# Page excerpt

Yesterday HKEx announced
3 new candidates for elections at next Tuesday's AGM, leaving practically no
time for institutional shareholders to respond before their custodians close
the voting window. Two of the candidates are backed by broker associations,
who already have 4 members on the board. We call on the Chairman, if he
believes in corporate governance and shareholder equality, to adjourn the
AGM for 14 days to allow all shareholders time to submit new voting
instructions on the elections. |
HKEx Should Adjourn the AGM
9th April 2003
Hong Kong Exchanges and Clearing Ltd (HKEx, 0388) yesterday
announced that 3 new candidates have come forward for election as directors
at the Annual General Meeting which has been convened for 4.30pm on Tuesday
15-Apr-03. As a result, it is sending out a supplemental
circular to shareholders, which was not posted on its company announcements
web site until 15:01 yesterday, HK time. A new
proxy form was also issued.
The three candidates were each nominated by shareholders (whose identity has
not been disclosed) under Article 90(2)(b) of the
Articles of Association of HKEx, the same article used to nominate
Webb-site.com editor David Webb three weeks ago, as explained in our article
HKExciting. The Articles allow
directors to be nominated by shareholders only "not less than seven nor more
than twenty-eight clear days" before the date of the AGM.
The new candidacies in two cases represent a last-ditch effort by the broker
associations to squeeze out the investor-based candidacies of David Webb and
Oscar Wong (CEO of BOC-Prudential Asset Management Ltd), and take advantage of
the compressed timetable as we explain below.
The first candidate, Henry Chan (Mr Chan), is a Vice-Chairman of the
Hong Kong Stockbrokers
Association (HKSA) which already has 3 representatives on the board -
Paul Fan Chor Ho, former Chairman of the HKSA, Dannis Lee Jor Hung, "Permanent
Honorable President" of the HKSA and Yue Wai Keung (Mr Yue), a director
of HKSA. All three are standing for re-election.
The second candidate, Kenneth Lam Kin Hing (Mr Lam), is a deputy
Chairman of the Institute of
Securities Dealers Ltd (ISD). Vincent Lee Kwan Ho (Mr Lee), an
incumbent director, is a Vice Chairman of the ISD. If all these candidates are
elected, the board of HKEx would look more like the brokers' union. Indeed, in
this morning's South China Morning Post, Mr Lee was quoted as saying that the two
associations had held negotiations on forming an alliance to contest the six
seats - but failed to reach an agreement. Both Mr Lee and Mr Lam have reportedly
received the backing of Choi Chen Po Sum, the Chairman of the ISD who in the
1990s was acquitted in court on bribery charges in relation to the approval of
transfer of Stock Exchange seats while she chaired the membership committee of
SEHK.
Incidentally, Mr Lam was recently
prosecuted by the SFC for breaking the law on disclosure of interests. In
2000, Mr Yue was
publicly reprimanded by the SFC for compliance breaches in his brokerage.
The third candidate is David Parker, the Chief Operations Officer of
Sun Hung Kai & Co Ltd, one of the larger
retail brokerages, and at least does not appear to be acting in cahoots with the
other two. If he had come forward sooner, we might have been more supportive.
Exploiting the Voting Timetable
Most retail and institutional investors hold their shares through a bank,
broker or custodian who in turn hold them in an account with the Central
Clearing and Automated Settlement System (CCASS) operated by Hong Kong
Securities Clearing Co Ltd (HKSCC), a subsidiary of HKEx. In turn, HKSCC
Nominees Ltd, a subsidiary of HKSCC, is the registered shareholder of listed
companies and acts as nominee for the account holders of CCASS.

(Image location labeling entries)
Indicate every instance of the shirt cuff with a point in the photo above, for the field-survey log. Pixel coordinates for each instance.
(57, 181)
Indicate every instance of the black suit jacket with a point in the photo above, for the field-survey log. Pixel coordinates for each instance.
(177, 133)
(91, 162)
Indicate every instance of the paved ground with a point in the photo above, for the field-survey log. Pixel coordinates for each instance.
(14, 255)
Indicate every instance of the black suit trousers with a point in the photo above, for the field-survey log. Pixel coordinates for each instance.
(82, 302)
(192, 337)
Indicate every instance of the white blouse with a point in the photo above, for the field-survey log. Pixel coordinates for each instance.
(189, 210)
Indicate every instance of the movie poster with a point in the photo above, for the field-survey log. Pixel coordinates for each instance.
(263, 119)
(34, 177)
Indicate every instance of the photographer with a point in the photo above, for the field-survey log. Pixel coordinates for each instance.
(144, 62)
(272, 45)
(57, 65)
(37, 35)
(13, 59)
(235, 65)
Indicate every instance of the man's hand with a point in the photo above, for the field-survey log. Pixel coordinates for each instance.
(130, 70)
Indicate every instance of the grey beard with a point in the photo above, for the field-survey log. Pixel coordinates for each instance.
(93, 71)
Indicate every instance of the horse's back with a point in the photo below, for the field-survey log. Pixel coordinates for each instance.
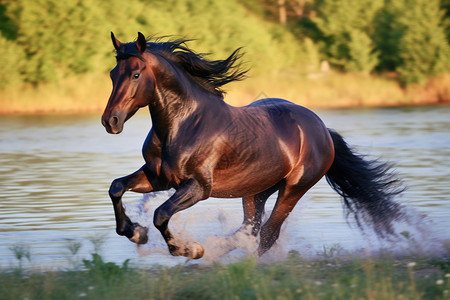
(300, 129)
(284, 115)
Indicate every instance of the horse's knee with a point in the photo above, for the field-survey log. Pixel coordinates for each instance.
(160, 219)
(267, 236)
(117, 189)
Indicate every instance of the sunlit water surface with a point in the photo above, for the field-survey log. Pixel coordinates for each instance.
(55, 172)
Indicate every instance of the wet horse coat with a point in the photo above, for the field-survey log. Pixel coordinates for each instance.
(203, 147)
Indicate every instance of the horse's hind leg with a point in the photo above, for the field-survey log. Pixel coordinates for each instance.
(254, 209)
(288, 197)
(141, 181)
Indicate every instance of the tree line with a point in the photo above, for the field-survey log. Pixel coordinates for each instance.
(47, 40)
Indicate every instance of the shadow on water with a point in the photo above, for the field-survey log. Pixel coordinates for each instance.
(55, 172)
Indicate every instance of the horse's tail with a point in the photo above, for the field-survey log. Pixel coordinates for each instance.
(367, 187)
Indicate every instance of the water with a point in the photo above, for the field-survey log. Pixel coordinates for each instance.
(55, 172)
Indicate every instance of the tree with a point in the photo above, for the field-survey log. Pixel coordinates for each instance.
(346, 27)
(411, 39)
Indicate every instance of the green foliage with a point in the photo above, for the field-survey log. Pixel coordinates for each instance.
(346, 27)
(12, 62)
(411, 39)
(46, 41)
(334, 277)
(64, 38)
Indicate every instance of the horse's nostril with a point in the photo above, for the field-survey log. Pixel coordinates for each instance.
(113, 121)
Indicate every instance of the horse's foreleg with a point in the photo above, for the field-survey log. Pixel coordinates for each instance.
(254, 209)
(186, 195)
(141, 181)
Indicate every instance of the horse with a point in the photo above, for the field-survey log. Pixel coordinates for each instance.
(202, 147)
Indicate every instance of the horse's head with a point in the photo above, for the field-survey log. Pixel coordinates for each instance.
(133, 83)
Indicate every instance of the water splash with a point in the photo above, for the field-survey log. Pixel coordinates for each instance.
(216, 228)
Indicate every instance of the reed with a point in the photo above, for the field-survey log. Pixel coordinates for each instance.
(89, 93)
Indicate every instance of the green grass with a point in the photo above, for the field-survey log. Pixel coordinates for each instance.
(330, 276)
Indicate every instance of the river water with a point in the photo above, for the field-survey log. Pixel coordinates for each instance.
(55, 172)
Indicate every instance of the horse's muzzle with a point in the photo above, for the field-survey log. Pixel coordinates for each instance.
(113, 124)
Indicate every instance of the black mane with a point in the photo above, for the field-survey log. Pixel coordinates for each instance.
(210, 74)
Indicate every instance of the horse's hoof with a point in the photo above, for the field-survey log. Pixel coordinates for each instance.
(191, 250)
(196, 252)
(140, 235)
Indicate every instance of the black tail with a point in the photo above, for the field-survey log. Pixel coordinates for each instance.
(367, 187)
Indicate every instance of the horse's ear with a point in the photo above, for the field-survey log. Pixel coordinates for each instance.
(141, 43)
(116, 42)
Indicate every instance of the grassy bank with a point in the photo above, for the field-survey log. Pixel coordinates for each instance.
(327, 277)
(89, 93)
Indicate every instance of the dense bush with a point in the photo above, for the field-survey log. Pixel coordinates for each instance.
(47, 40)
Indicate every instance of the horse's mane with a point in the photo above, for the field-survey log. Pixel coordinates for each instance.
(210, 74)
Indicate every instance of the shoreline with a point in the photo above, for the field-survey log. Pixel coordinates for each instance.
(89, 93)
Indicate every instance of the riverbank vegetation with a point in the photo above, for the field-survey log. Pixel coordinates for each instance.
(320, 53)
(328, 276)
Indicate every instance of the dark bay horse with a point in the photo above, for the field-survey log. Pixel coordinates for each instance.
(203, 147)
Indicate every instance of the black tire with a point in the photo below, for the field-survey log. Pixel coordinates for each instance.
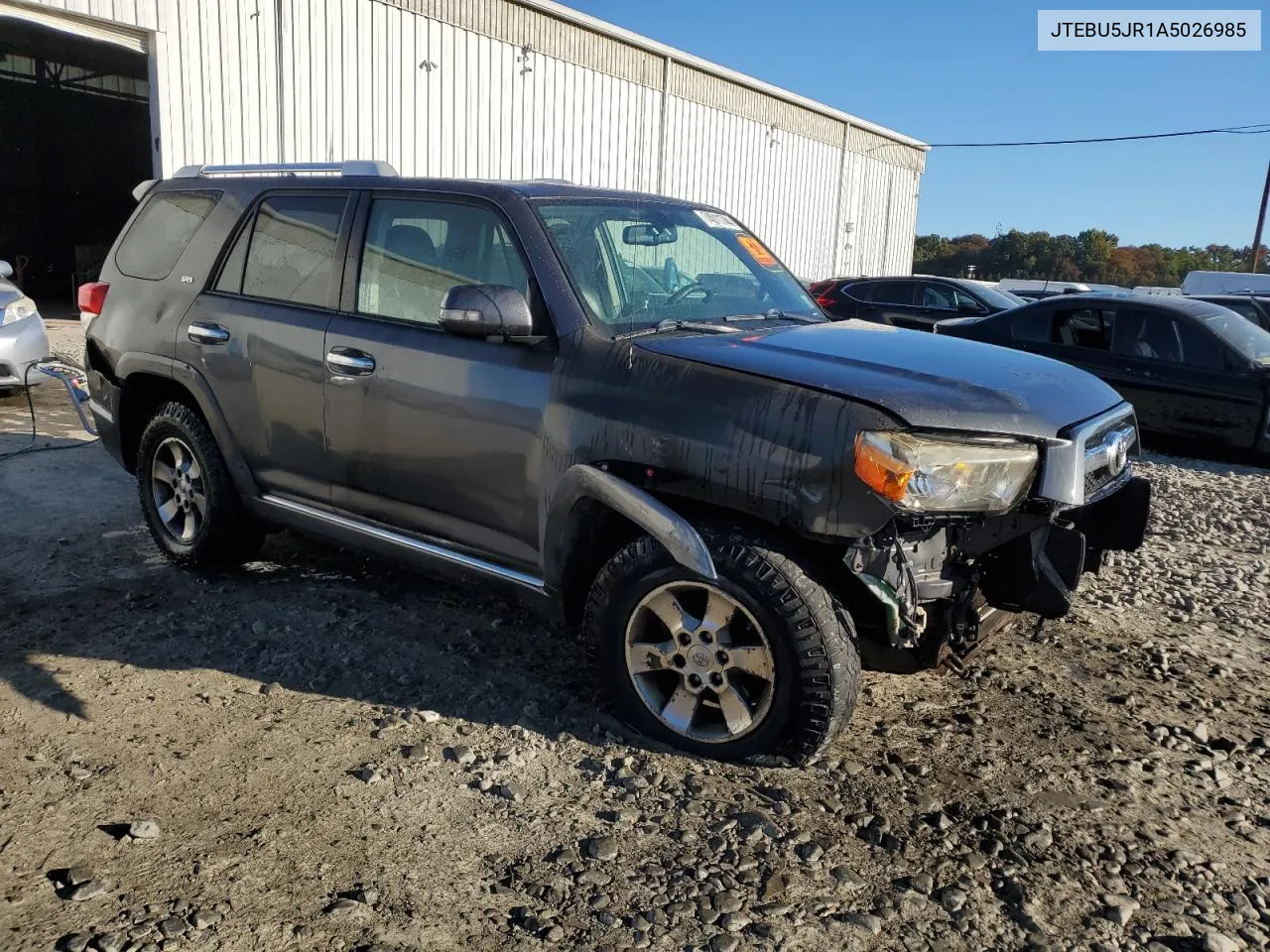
(226, 536)
(811, 635)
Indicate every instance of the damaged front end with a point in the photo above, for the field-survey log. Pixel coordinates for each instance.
(942, 580)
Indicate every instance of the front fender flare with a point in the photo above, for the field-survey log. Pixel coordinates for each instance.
(671, 530)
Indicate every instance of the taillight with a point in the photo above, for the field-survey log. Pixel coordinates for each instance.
(91, 298)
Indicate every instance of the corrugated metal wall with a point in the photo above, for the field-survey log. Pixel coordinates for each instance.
(495, 89)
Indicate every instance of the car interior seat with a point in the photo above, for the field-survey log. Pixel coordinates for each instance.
(580, 248)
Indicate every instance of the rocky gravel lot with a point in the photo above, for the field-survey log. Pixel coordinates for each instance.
(325, 753)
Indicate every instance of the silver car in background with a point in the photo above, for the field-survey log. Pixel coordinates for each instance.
(23, 339)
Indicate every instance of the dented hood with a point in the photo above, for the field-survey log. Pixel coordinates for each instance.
(928, 381)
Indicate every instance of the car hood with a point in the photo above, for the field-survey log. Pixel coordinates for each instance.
(925, 380)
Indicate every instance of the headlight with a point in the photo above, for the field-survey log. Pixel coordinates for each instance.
(18, 309)
(937, 475)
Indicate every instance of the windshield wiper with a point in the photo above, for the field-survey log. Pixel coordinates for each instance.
(771, 315)
(668, 325)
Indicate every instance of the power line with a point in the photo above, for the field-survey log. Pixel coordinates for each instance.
(1254, 130)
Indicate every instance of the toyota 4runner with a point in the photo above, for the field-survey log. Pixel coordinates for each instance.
(619, 403)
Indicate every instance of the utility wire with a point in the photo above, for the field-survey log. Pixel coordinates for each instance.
(1254, 130)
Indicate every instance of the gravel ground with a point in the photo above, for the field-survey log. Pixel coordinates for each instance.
(325, 753)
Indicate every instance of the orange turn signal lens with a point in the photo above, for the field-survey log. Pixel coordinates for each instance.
(880, 471)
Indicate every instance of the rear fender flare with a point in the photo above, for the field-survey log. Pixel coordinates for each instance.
(671, 530)
(204, 402)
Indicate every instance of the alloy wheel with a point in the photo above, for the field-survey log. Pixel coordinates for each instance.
(177, 488)
(699, 661)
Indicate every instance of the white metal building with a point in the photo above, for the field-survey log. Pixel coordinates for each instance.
(506, 89)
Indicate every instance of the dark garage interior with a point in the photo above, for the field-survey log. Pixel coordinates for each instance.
(73, 143)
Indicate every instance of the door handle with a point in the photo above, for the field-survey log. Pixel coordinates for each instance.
(347, 362)
(207, 333)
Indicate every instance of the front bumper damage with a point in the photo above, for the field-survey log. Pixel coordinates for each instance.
(938, 579)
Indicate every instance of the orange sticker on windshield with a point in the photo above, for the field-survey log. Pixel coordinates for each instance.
(756, 249)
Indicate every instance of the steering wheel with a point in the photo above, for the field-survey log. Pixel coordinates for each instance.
(690, 289)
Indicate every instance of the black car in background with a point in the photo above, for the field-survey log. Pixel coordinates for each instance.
(1192, 368)
(916, 302)
(1255, 307)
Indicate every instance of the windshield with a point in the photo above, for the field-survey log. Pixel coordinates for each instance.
(998, 298)
(1245, 336)
(638, 264)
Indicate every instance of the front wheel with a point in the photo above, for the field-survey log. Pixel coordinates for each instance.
(757, 664)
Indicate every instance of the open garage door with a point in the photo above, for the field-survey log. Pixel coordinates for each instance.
(75, 107)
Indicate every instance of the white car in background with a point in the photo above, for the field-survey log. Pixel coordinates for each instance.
(23, 339)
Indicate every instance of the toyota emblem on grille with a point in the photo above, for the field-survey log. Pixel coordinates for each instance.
(1118, 452)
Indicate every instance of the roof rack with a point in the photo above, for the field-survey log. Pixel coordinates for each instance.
(353, 167)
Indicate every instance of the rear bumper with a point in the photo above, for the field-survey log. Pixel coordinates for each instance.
(104, 404)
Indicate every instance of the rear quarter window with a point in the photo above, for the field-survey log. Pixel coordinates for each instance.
(162, 231)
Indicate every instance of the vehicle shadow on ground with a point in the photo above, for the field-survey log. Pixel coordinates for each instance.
(310, 619)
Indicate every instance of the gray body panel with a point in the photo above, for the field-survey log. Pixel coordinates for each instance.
(924, 380)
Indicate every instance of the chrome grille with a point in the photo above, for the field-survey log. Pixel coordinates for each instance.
(1079, 467)
(1106, 458)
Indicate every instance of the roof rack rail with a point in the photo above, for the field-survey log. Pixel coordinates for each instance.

# Problem to solve
Proceed with the article on adjourning the HKEx annual general meeting, picking up after its final sentence. The lines above are not required for what comes next.

# Exercise response
CCASS has a proprietary electronic voting input system for custodians, banks,
brokers and investor participants (the latter being the few retail investors who
hold their stock directly rather than via a bank, broker or custodian).
It was not until this morning that CCASS amended its voting system to display
the 3 new proposed resolutions (to elect each candidate), and extended the
voting cut-off by one day, to Friday 11-Apr-03. The system shuts at 15:45 (HK
time) each day. So there are now only 2 days left in which to input voting
instructions.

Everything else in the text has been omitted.